| REQUIREMENTS |
List every line in the records below that contains the string "white".
_ _ _ _ _
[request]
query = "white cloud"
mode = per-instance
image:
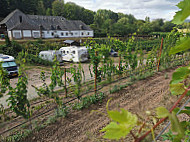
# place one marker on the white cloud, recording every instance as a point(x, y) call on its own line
point(139, 8)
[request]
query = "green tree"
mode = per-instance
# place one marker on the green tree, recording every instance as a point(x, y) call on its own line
point(48, 12)
point(168, 26)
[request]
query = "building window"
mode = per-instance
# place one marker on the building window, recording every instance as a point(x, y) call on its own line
point(36, 34)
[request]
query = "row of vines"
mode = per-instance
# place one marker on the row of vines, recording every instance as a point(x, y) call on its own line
point(135, 60)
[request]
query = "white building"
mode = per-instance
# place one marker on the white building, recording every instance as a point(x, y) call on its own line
point(18, 25)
_ _ _ _ _
| FINISHED TASK |
query = "white cloud"
# place one marker on the white cloud, recording every instance as a point(x, y) call on its own line
query = "white building"
# place one marker on the white building, recording every instance as a point(x, y) call on its own line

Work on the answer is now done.